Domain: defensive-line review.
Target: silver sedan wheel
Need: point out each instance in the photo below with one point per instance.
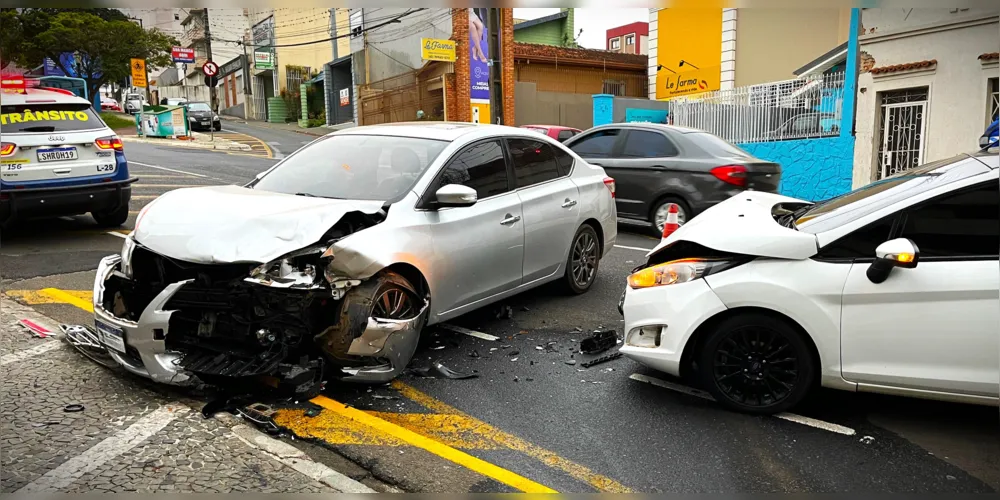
(660, 217)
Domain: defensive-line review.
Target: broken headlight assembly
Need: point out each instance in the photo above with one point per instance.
(297, 270)
(678, 271)
(127, 248)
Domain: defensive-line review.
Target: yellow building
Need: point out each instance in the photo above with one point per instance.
(693, 50)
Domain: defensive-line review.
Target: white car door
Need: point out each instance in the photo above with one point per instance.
(933, 327)
(484, 243)
(550, 201)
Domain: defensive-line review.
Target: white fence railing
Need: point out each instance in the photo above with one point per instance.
(792, 109)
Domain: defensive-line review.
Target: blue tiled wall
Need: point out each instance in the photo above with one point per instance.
(811, 169)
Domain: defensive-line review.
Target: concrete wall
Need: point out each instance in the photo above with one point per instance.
(798, 35)
(957, 86)
(811, 169)
(532, 107)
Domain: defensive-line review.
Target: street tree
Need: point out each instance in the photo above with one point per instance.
(103, 45)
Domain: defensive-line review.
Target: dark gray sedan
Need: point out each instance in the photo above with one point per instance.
(655, 165)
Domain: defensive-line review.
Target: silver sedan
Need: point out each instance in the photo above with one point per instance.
(330, 263)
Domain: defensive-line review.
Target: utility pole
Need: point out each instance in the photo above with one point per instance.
(208, 52)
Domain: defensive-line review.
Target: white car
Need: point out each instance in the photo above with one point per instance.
(58, 158)
(893, 288)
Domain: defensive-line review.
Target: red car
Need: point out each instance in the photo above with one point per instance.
(109, 104)
(554, 131)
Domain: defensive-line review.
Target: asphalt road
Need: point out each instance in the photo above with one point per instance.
(581, 429)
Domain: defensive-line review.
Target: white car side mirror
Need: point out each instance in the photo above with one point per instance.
(900, 252)
(455, 195)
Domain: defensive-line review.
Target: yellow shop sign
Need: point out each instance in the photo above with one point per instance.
(689, 82)
(435, 49)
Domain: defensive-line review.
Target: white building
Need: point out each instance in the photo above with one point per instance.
(928, 86)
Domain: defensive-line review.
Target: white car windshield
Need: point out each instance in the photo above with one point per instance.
(355, 167)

Task statement: Count the lines in the items above that contain the string "sedan", matching case exactly, and reply with the number alone.

Solution to this exercise: 3